Copy out the whole listing below line for line, changing nothing.

____ DATA RECORDS

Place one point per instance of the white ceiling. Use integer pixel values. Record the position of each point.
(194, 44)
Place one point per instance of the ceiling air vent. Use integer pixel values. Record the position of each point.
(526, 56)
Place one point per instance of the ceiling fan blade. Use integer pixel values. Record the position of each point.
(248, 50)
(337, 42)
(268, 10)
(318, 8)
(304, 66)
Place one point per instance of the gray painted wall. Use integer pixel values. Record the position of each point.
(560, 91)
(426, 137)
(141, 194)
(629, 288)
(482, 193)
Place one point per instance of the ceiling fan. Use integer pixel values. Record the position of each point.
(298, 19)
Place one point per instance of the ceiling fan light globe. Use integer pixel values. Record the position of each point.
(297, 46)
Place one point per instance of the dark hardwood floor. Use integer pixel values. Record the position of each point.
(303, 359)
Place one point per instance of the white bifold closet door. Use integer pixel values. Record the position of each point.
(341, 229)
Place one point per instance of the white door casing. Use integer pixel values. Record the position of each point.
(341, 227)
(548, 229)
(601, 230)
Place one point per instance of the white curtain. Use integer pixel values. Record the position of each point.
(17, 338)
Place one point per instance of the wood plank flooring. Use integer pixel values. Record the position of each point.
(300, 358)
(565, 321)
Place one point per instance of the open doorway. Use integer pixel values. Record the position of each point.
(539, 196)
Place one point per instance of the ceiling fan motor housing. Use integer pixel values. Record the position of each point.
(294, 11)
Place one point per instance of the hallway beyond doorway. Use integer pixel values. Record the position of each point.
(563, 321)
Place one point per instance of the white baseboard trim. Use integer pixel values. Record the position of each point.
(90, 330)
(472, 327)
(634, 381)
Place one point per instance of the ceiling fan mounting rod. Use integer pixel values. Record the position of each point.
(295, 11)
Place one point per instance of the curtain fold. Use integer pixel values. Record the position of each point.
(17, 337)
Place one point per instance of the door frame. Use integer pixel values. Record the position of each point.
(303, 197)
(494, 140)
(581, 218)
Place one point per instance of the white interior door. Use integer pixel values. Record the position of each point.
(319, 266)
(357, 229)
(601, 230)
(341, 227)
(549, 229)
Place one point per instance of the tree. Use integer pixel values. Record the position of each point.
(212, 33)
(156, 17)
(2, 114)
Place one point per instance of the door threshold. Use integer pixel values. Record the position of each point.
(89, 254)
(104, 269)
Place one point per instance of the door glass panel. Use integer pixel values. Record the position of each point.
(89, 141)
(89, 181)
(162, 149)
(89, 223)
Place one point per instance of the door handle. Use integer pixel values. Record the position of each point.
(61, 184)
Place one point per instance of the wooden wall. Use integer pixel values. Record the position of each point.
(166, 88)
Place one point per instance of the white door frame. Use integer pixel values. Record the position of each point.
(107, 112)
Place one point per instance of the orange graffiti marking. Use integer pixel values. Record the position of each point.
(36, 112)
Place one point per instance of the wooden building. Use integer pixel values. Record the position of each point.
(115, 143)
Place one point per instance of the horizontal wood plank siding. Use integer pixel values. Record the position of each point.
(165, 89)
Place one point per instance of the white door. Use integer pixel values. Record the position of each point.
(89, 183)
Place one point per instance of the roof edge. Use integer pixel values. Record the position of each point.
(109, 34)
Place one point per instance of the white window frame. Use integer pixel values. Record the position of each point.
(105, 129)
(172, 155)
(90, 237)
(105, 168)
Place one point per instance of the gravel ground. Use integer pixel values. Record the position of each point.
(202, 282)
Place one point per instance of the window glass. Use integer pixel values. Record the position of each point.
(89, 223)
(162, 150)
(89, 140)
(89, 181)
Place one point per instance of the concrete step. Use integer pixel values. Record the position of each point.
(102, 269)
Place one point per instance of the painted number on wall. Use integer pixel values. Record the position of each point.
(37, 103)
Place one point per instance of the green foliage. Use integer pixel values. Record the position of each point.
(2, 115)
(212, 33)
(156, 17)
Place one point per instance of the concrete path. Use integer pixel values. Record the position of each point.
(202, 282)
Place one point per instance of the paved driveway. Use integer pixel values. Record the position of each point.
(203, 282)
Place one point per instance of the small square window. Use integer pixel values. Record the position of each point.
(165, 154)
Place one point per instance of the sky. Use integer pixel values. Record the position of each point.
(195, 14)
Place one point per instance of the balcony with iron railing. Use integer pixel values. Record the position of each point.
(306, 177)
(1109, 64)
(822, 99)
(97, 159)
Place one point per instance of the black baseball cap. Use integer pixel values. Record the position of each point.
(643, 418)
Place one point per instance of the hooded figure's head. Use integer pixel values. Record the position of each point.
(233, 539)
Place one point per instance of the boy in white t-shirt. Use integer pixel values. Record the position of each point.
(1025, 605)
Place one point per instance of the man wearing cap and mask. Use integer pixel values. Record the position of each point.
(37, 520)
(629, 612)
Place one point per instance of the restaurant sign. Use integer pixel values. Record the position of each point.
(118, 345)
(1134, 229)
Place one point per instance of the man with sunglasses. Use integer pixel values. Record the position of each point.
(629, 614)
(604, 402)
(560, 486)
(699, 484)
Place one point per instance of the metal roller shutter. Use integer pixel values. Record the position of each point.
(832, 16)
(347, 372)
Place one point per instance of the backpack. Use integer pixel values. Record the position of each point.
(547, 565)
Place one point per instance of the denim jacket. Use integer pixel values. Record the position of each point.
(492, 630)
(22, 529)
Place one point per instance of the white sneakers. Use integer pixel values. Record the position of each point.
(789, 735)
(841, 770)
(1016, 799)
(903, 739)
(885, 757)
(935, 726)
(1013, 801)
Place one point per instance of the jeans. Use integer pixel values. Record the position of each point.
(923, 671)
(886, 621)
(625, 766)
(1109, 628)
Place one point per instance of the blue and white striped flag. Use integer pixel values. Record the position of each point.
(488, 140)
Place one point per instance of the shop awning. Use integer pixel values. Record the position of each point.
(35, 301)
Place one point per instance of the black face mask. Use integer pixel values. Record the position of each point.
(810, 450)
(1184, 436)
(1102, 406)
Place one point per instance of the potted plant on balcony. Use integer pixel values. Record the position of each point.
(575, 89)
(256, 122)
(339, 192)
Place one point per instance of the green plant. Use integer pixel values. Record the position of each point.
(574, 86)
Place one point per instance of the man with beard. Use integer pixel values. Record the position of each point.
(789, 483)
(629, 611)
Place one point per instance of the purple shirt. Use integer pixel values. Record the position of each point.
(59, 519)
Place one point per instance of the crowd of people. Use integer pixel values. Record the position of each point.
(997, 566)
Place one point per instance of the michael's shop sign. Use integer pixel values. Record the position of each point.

________

▶ **WORKED ANSWER**:
Place one point per instance of the white ceiling. Use integer pixel values. Record the position of each point.
(194, 44)
Place one point per instance of the ceiling air vent. Use integer pixel values. Record the position of each point.
(526, 56)
Place one point per instance of the ceiling fan blade. Use integer pixel values. Record the position of each point.
(248, 50)
(337, 42)
(268, 10)
(318, 8)
(304, 66)
Place one point per instance of the gray painted wall. Use integer pixel values. Record the position of each point.
(560, 91)
(426, 137)
(141, 194)
(629, 288)
(482, 193)
Place one point per instance of the ceiling fan. Use integer pixel values. Record the position of each point.
(298, 19)
Place one point per instance of the ceiling fan light globe. Use integer pixel values. Record the position of each point.
(297, 46)
Place one point per instance of the dark hardwood floor. Use integer pixel values. Record the position of each point.
(303, 359)
Place one point per instance of the white bifold closet door. Use integer pixel values. Record the position of each point.
(341, 229)
Place one point per instance of the white door casing. Use integer pixel values. Record the position of each point.
(341, 227)
(548, 229)
(601, 230)
Place one point per instance of the white curtain. Use integer pixel values. Record the position of each point.
(17, 338)
Place one point per instance of the wood plank flooring. Use integer pixel values. Record the position of each point.
(300, 358)
(565, 321)
Place one point per instance of the open doorway. Use integer pixel values. Record the position of each point.
(539, 196)
Place one point per instance of the ceiling fan motor housing. Use integer pixel values. Record the position of each point.
(294, 11)
Place one point per instance of the hallway beyond doorway. Use integer pixel values. Record the position of each point.
(563, 321)
Place one point per instance of the white baseboard trim. Use integer pixel values. Record the position of each point.
(90, 330)
(472, 327)
(634, 381)
Place one point per instance of the ceiling fan mounting rod. Use integer pixel values. Record the position of each point.
(295, 11)
Place one point per instance of the curtain fold. Use integer pixel values. Record the position of each point.
(17, 337)
Place one point per instance of the door frame. Use integer pixel values. Record the position of each point.
(303, 197)
(494, 140)
(581, 218)
Place one point per instance of the white interior door. Use integer pixel values. Record the position of each point.
(319, 266)
(357, 229)
(601, 230)
(341, 227)
(549, 229)
Place one point per instance of the tree. Use integer pixel values. Record the position of each point.
(212, 33)
(156, 17)
(2, 114)
Place one point per instance of the door threshold. Use integer pixel values. Record the position of each point.
(89, 254)
(104, 269)
Place one point per instance of the door glass panel. Use integer pixel values. Record the position of each point.
(89, 141)
(89, 181)
(162, 149)
(89, 223)
Place one point per instance of the door handle. Use integer pixel values. Record the position of each point.
(61, 184)
Place one point per instance of the wooden wall. Use integer pixel values. Record the position of each point.
(166, 88)
Place one point per instance of the white door frame. Use integer pixel values. Record the position of each point.
(107, 112)
Place one point per instance of the orange graffiti marking. Use integer pixel values. Record the position of each point.
(36, 112)
Place one point per instance of the wooden building. Use integer pixel values. Record the position of each point.
(115, 143)
Place one point per instance of the horizontal wood plank siding. Use integer pixel values. Record the position of each point.
(165, 89)
Place one point per instance of the white door. Use integer pixel values. Record the position of each point.
(89, 183)
Place one point per instance of the roof edge. Use integer pixel values. Record the position of each point.
(109, 34)
Place one point per instance of the white window frame. Use integer pixel values. Record the position of each point.
(105, 129)
(172, 155)
(90, 237)
(105, 168)
Place one point per instance of the gravel ground. Use integer pixel values. Record the position of each point.
(202, 282)
Place one point per instance of the window glass. Use integer pixel values. Record the position of each point.
(89, 223)
(162, 150)
(89, 140)
(89, 181)
Place one point per instance of the concrete step. Use integer pixel values. Record the position of each point.
(102, 269)
Place one point per instance of the painted number on wall. Use integer pixel values. Record the position of each point.
(37, 103)
Place one point per instance of the green foliage. Use integer pixel values. Record the position of each point.
(2, 115)
(212, 33)
(156, 17)
Place one point per instance of the concrete path. Use integer pixel values. Record the position of each point.
(202, 282)
Place one point per instance of the paved driveway. Use integer pixel values. Record the position of each point.
(203, 282)
Place one point per instance of the small square window. Use integer pixel values. Record the position of each point.
(165, 154)
Place one point per instance of the sky. Use integer pixel values. Record the position of each point.
(195, 14)
Place one point per instance of the balcony with iron railing. Use integer pixel values. Record the position of each point.
(306, 177)
(1109, 64)
(822, 99)
(97, 159)
Place one point per instance of the black baseball cap. Use integer pixel values. Record the position of each point.
(643, 418)
Place one point per instance of the hooded figure's head. Use integer pixel values. Record the position of each point.
(233, 539)
Place one point per instance of the boy in white t-shirt. Use integer pixel values. Record the position of each point.
(1025, 605)
Place one point per instance of the man wearing cap and mask. Use integer pixel values. Record the position of each point.
(37, 520)
(629, 612)
Place one point per instance of the restaurant sign. Use integer pixel values. Record the position of each point.
(118, 345)
(1134, 229)
Place one point per instance of the man with sunglasses. Use integer pixel values. Record the position of each point.
(629, 614)
(604, 402)
(560, 486)
(699, 484)
Place one point per instance of the metal roller shutter. Use integer pixel values. Record the position of each point.
(832, 16)
(347, 372)
Place one point per instance of the backpack. Use integer pixel values. Record the position of each point.
(547, 565)
Place one point per instance of the denim jacket. Use integer pixel values. Record the position of each point.
(492, 630)
(22, 529)
Place one point per instance of the white sneakers. Use integer pixel values. Record the position of each point.
(789, 735)
(841, 770)
(1016, 799)
(903, 739)
(885, 757)
(935, 726)
(1013, 801)
Place one point per instance of the jeans. Use integer pixel values. Record the position of each point.
(923, 671)
(886, 621)
(625, 766)
(1109, 628)
Place one point per instance of the blue and white striped flag. Use integer pixel values. Record the position of each point.
(488, 140)
Place one point per instance of the shop awning. Use integer pixel values. Record the position of each point.
(35, 301)
Place one point per instance of the black face mask. Use integer pixel values. Record the position of each point.
(810, 450)
(1184, 436)
(1102, 406)
Place one point per instance of the potted plant on balcony. Use integer pixel values. Record the position of each point.
(575, 89)
(256, 122)
(339, 192)
Place one point per instance of the green plant. Use integer pixel values. Record the position of each point.
(574, 86)
Place one point per instance of the man with beard. Use integer pixel values. Record the position of each point.
(789, 483)
(629, 611)
Place one point per instance of the purple shirt. Use integer pixel values. Record the position of each point.
(59, 519)
Place one point per instance of the crowd of people. Use integer pixel values. Record the position of each point.
(997, 566)
Place one point per instance of the michael's shop sign. Use integer pixel values. Record the position of each point.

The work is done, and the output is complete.